**Task item A**
Translate this sentence from the airport interrogation account into Spanish: "I wasn't sure if he was expressing genuine concern or interrogating me further, but by this point, I had very little energy left."
**Task item B**
Reproduce the airport interrogation account word for word, from "Finally, the FBI" up to and including "little energy left.".

**Document text**
The onslaught of NYPD agents was broken when a South Asian man with a Homeland Security badge walked in and said something that sounded unintelligible. After a second, I realized he was speaking Hindi.

“Sorry, I don’t speak Hindi.”

“Oh!” he said, noticeably surprised at how “Americanized” this suspect was. We chatted for a few moments, during which time I learned that his family was Pakistani, and that he was Muslim, though he was not fasting for Ramadan. He asked me the standard repertoire of questions that I had been answering for other agents all day.

Finally, the FBI agent returned.

“How are you feeling right now?” he asked. I wasn’t sure if he was expressing genuine concern or interrogating me further, but by this point, I had very little energy left.

“A bit nauseous, and very thirsty.”

“You’ll have to understand, when a person of your… background walks into here, travelling alone, and sets off our alarms, people start to get a bit nervous. I’m sure you’ve been following what’s been going on in the news recently. You’ve got people from five different branches of government all in here – we don’t do this just for fun.”

He asked me to repeat some answers to questions that he’d asked me previously, looking down at his notes the whole time, then he left. Finally, two TSA agents entered the room and told me that my checked bag was outside, and that I would be escorted out to the ticketing desks, where I could see if JetBlue would refund my flight.

**Given material**
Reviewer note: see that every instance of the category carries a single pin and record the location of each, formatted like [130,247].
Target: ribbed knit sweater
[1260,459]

**Your response A**
No sabía con certeza si expresaba una preocupación genuina o si me seguía interrogando, pero a esas alturas me quedaba muy poca energía.

**Your response B**
Finally, the FBI agent returned.

“How are you feeling right now?” he asked. I wasn’t sure if he was expressing genuine concern or interrogating me further, but by this point, I had very little energy left.